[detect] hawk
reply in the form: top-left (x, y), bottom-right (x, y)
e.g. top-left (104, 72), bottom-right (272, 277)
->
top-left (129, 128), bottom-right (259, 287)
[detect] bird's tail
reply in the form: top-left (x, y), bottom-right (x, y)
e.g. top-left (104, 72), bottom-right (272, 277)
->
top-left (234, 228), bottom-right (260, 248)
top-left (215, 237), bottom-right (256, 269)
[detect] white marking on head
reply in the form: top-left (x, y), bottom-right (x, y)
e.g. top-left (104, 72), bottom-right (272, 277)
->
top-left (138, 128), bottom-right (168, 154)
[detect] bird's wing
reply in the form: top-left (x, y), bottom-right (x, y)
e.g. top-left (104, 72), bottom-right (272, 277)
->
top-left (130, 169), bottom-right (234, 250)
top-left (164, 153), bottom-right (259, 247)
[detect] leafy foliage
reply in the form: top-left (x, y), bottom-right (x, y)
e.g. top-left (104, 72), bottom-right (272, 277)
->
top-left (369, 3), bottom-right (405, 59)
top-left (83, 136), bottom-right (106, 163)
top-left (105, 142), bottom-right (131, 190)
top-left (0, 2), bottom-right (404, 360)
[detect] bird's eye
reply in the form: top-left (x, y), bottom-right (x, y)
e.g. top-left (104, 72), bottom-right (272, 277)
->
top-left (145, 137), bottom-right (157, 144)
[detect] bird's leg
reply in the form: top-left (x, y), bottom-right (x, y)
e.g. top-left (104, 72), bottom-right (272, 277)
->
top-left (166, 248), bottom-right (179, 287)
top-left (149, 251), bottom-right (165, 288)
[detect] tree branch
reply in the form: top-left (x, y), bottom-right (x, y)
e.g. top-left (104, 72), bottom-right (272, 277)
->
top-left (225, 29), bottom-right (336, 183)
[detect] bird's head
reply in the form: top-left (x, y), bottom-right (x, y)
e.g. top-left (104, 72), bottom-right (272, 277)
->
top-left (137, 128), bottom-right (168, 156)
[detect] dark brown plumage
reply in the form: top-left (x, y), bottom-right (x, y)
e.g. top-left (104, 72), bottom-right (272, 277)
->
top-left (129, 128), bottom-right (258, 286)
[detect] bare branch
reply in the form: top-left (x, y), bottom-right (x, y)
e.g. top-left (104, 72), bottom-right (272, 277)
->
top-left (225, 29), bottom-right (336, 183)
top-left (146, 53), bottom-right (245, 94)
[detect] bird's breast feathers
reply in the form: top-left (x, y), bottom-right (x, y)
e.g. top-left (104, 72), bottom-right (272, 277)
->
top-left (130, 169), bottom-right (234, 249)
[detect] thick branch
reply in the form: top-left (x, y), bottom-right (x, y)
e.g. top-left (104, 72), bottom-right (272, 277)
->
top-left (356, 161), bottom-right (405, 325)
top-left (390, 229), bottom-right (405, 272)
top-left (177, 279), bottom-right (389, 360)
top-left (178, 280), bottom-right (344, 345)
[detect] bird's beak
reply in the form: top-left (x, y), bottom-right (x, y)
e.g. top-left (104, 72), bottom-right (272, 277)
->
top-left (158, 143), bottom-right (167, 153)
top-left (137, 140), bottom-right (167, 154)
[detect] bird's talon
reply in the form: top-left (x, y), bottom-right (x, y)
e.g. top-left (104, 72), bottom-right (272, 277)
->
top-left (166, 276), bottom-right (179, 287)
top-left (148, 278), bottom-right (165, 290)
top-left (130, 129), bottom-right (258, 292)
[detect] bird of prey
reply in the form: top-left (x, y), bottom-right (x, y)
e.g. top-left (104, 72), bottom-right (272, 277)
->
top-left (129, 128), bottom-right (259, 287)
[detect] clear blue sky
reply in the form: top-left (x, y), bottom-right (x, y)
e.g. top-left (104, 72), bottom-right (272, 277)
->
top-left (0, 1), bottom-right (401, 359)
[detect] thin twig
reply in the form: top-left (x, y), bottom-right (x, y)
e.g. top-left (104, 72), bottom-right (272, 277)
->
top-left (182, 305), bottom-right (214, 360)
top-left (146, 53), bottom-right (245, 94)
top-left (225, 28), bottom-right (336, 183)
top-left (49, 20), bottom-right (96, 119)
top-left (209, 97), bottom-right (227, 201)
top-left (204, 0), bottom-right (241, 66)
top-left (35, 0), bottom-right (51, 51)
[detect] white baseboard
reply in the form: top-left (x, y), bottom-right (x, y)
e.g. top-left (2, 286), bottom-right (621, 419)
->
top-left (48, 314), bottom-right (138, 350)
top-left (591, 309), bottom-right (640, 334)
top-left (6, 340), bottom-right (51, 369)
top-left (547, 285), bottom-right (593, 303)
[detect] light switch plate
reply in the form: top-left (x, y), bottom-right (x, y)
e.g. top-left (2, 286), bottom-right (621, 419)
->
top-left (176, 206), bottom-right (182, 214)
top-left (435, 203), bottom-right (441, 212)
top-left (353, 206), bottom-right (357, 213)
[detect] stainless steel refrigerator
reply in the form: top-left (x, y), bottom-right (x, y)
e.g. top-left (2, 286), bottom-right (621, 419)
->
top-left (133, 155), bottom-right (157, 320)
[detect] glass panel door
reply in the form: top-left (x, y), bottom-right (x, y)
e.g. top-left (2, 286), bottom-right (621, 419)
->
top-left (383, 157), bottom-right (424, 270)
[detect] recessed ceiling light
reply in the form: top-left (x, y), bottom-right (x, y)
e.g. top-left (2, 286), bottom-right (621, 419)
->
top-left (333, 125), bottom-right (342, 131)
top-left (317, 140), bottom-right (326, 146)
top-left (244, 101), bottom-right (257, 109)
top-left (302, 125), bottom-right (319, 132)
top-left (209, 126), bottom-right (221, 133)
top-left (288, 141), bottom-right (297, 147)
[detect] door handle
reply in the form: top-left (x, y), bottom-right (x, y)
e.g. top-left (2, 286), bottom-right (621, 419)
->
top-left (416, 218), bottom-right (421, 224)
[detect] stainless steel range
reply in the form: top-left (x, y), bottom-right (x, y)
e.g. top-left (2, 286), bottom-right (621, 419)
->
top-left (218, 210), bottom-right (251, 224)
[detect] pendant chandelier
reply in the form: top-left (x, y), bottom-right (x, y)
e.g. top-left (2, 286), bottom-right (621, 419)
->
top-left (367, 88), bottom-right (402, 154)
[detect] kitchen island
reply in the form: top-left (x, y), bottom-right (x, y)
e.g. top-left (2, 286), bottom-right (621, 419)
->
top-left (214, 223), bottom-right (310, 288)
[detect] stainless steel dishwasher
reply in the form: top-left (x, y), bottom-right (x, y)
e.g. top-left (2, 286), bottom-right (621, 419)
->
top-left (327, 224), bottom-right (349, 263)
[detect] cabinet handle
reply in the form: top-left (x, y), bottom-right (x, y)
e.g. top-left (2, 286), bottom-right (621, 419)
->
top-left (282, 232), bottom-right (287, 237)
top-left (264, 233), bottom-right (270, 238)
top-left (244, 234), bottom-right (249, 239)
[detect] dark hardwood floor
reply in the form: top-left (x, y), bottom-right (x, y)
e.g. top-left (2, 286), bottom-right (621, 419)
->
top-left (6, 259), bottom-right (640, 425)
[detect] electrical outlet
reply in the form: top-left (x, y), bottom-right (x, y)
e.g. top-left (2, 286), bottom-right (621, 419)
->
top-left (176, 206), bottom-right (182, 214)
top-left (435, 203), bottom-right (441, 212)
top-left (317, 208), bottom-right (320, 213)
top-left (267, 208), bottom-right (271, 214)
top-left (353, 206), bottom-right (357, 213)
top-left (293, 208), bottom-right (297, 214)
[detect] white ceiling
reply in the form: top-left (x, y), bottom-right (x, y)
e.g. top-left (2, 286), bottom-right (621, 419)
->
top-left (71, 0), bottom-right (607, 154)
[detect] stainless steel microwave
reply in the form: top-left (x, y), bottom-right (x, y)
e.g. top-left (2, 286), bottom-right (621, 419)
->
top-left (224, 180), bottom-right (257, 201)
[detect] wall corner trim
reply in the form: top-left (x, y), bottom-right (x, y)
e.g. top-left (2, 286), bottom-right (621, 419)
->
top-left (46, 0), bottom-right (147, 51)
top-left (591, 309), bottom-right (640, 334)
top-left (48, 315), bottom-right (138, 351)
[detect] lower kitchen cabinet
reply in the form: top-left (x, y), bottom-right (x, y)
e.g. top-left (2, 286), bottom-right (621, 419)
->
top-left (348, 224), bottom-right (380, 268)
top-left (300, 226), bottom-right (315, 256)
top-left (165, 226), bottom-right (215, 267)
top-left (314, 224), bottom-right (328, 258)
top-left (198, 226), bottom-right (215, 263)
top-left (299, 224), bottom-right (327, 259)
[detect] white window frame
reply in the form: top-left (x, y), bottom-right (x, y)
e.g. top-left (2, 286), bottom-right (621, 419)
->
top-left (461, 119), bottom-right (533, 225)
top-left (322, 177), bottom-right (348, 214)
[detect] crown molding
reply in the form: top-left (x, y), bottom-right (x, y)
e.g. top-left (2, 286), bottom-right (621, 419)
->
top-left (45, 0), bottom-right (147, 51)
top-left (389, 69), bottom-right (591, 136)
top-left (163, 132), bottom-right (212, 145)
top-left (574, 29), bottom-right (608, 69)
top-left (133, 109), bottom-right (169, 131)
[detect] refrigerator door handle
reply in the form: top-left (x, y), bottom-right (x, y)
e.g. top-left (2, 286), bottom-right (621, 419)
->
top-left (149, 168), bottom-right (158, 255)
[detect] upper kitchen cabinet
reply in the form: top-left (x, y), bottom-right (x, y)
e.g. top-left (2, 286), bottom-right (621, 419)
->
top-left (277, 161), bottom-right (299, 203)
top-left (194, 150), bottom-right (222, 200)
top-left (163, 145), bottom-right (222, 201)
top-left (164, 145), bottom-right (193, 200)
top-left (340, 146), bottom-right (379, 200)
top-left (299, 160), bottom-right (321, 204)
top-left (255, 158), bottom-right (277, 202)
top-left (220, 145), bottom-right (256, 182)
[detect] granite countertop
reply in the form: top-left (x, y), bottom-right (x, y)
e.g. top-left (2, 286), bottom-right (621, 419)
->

------------------------------------------------------------

WHAT NEEDS TO BE DONE:
Within the material above, find the lines that contain the word "white"; copy them.

WRITTEN SOLUTION:
[detect] white marking on head
[detect] white baseboard
[detect] white ceiling
[detect] white window frame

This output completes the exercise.